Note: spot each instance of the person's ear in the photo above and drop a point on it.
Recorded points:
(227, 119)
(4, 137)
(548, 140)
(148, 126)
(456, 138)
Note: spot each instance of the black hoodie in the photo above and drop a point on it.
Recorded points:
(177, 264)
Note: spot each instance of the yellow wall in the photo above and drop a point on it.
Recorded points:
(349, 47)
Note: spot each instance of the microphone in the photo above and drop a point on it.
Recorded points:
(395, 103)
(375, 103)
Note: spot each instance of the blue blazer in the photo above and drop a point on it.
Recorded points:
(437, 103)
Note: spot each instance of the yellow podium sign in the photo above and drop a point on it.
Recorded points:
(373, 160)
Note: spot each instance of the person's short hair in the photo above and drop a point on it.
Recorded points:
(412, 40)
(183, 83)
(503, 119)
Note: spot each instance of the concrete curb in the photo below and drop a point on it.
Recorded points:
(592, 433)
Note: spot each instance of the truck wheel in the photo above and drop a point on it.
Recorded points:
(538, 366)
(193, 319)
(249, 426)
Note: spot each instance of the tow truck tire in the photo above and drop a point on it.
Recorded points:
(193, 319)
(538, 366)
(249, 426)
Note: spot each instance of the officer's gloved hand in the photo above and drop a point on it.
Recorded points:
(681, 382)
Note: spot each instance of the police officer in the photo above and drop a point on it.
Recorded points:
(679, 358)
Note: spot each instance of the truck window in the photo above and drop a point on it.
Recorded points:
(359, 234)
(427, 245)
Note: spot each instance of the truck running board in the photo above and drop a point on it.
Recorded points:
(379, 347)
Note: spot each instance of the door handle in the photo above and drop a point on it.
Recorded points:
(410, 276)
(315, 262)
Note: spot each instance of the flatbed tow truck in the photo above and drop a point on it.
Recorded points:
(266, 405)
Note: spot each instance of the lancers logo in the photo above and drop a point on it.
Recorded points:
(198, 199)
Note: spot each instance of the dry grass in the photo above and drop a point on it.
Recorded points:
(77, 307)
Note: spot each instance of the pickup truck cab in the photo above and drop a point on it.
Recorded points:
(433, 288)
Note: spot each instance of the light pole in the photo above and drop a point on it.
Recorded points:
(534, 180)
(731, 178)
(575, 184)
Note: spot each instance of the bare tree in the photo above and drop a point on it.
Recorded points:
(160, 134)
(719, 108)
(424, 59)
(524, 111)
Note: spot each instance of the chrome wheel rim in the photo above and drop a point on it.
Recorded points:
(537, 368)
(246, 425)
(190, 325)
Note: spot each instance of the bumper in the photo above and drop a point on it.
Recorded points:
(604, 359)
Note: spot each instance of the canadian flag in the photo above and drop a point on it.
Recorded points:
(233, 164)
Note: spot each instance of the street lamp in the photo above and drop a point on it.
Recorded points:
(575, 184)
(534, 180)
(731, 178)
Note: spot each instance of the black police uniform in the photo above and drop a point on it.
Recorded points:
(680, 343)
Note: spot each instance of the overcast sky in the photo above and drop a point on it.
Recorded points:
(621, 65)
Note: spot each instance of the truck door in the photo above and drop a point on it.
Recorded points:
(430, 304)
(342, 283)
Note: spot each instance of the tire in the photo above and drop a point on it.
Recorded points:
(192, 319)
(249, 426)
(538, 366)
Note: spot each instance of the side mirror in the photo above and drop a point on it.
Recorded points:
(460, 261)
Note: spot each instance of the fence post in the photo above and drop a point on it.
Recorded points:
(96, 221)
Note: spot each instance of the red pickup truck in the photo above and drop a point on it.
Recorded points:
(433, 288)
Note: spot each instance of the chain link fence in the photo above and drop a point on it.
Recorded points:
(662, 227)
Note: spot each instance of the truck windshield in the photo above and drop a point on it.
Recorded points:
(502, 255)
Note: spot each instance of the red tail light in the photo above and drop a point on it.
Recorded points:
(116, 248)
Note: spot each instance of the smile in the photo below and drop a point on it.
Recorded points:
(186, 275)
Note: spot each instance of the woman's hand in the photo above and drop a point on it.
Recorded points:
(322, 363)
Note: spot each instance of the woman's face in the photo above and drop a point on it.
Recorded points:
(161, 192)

━━━━━━

# What you will do
Whenever the word "pickup" appears in a line of the listing, copy out that line.

# Output
Note: spot each instance of the pickup truck cab in the photo above and drop a point on it.
Note: spot each instance of the red pickup truck in the photo above and drop a point on it.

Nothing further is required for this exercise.